Work required:
Please give back only the lines below from the one containing "column 30, row 43" to the one containing "of the green", each repeated word for word, both ends included.

Saved entries:
=== Begin Enclosure ===
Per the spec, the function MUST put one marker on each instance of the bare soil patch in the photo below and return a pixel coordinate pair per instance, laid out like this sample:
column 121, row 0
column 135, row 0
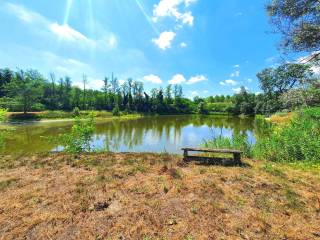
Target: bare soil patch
column 154, row 196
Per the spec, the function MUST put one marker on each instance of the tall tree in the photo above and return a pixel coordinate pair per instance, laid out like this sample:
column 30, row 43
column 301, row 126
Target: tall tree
column 26, row 88
column 84, row 101
column 6, row 76
column 299, row 23
column 285, row 77
column 105, row 90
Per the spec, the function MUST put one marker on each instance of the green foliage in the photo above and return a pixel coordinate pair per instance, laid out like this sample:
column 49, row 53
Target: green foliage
column 76, row 112
column 298, row 141
column 285, row 77
column 201, row 108
column 116, row 111
column 2, row 132
column 3, row 113
column 26, row 88
column 80, row 137
column 298, row 22
column 237, row 141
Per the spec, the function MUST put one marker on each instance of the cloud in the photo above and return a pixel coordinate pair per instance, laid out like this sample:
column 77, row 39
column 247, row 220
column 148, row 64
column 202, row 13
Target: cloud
column 235, row 74
column 177, row 79
column 121, row 82
column 238, row 14
column 183, row 45
column 64, row 32
column 194, row 93
column 165, row 39
column 24, row 14
column 196, row 79
column 238, row 90
column 153, row 79
column 229, row 82
column 172, row 8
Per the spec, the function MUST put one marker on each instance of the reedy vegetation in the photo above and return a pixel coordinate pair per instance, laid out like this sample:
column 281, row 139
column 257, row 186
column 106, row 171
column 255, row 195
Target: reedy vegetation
column 296, row 141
=== End Enclosure ===
Problem solution:
column 30, row 43
column 301, row 126
Target: tall tree
column 26, row 88
column 84, row 101
column 6, row 76
column 299, row 23
column 285, row 77
column 105, row 90
Per the spec, the function MUST put one marker on each instance of the green foliage in the photo above and return a pixel coordinate pair per instance, laid out like this sample:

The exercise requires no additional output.